=== Task statement ===
Output exactly the lines from the line with "Question. The photograph above contains instances of the orange" through the end of the records below. Include nothing else.

=== Material ===
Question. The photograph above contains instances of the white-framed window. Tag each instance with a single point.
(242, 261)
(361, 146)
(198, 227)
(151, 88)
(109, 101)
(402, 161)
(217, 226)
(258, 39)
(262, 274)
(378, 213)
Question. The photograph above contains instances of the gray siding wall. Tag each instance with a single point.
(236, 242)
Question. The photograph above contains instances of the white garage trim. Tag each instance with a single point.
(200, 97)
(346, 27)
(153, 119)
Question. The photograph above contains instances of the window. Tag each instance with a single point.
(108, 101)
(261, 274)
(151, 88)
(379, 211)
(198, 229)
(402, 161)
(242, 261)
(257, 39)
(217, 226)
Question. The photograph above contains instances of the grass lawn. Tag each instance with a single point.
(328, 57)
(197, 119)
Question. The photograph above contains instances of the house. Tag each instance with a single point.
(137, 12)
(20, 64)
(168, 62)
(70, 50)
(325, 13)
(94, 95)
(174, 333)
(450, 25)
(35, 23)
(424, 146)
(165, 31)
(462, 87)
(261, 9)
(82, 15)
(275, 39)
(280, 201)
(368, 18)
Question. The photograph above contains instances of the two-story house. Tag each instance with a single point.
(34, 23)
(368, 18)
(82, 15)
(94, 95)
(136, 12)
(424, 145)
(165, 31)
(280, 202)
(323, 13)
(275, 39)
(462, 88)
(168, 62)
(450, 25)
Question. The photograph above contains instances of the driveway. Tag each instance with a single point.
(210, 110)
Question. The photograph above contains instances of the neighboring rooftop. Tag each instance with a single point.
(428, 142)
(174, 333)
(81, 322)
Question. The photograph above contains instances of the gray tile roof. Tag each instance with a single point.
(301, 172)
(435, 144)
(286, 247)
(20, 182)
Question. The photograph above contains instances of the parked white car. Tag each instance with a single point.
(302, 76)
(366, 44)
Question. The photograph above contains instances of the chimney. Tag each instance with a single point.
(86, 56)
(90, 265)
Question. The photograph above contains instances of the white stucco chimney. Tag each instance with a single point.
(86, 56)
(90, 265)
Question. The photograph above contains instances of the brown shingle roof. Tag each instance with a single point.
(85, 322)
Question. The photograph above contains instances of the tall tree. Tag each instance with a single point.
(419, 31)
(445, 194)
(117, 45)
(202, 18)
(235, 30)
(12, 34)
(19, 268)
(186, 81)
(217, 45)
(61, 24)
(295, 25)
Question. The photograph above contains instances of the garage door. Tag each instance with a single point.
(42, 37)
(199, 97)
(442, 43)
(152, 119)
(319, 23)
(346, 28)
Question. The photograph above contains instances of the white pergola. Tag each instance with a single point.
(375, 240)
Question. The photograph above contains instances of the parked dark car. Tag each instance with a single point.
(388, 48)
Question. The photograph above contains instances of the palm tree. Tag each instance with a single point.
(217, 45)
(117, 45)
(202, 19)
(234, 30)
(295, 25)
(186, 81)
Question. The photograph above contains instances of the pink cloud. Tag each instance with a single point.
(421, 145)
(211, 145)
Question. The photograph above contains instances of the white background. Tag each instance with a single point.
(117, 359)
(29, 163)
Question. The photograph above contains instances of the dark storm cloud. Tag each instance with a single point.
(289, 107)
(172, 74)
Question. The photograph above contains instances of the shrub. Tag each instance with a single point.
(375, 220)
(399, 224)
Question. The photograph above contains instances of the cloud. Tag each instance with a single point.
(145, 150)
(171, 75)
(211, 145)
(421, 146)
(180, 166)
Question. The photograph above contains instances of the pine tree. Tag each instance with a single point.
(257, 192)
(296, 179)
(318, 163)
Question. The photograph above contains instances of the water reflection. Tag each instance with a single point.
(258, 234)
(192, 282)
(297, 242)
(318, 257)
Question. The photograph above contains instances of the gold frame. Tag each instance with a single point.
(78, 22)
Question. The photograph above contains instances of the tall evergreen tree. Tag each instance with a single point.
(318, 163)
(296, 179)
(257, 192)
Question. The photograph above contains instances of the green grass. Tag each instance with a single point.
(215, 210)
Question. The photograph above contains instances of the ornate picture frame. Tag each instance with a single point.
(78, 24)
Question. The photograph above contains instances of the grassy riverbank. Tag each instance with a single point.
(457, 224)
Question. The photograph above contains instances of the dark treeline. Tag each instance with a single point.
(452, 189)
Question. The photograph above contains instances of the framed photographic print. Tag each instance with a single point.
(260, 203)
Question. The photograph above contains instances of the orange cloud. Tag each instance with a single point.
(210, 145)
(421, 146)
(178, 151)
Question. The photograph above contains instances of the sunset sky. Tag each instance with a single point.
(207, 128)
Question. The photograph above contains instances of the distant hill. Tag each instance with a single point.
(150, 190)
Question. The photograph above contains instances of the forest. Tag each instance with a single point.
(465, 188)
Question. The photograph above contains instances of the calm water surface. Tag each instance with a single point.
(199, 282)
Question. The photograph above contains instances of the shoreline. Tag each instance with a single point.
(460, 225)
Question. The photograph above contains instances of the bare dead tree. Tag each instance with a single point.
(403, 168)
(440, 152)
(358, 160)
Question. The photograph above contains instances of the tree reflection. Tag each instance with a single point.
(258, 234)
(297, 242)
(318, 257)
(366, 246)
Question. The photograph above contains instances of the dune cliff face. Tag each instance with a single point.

=== Result of the exercise ===
Question. The photograph above contains instances of the orange cloud. Tag each instance with a single point.
(210, 145)
(421, 146)
(178, 151)
Question. The photograph above contains instances of the sunset sky. Tag each instance with a single point.
(207, 128)
Question. The photograph above contains instances of the distant hill. Tag each instance with a single point.
(150, 190)
Question. The photograph above contains instances of the forest. Tag each instance with a single point.
(465, 188)
Question. The photograph above contains instances of the calm water surface. Tag each instance with a single point.
(199, 282)
Question. The photograph above contains instances of the shoreline. Tag each instance with a single point.
(460, 225)
Question. The photograph above contains instances of the bare dead tree. Tag each instance with a single point.
(403, 168)
(440, 152)
(358, 160)
Question. The photograph above contains instances of the tree reflection. Tag each instance with a single point.
(258, 234)
(297, 242)
(318, 257)
(366, 246)
Question. The photograph above contains instances of the dune cliff face. Tag each instance with a single point.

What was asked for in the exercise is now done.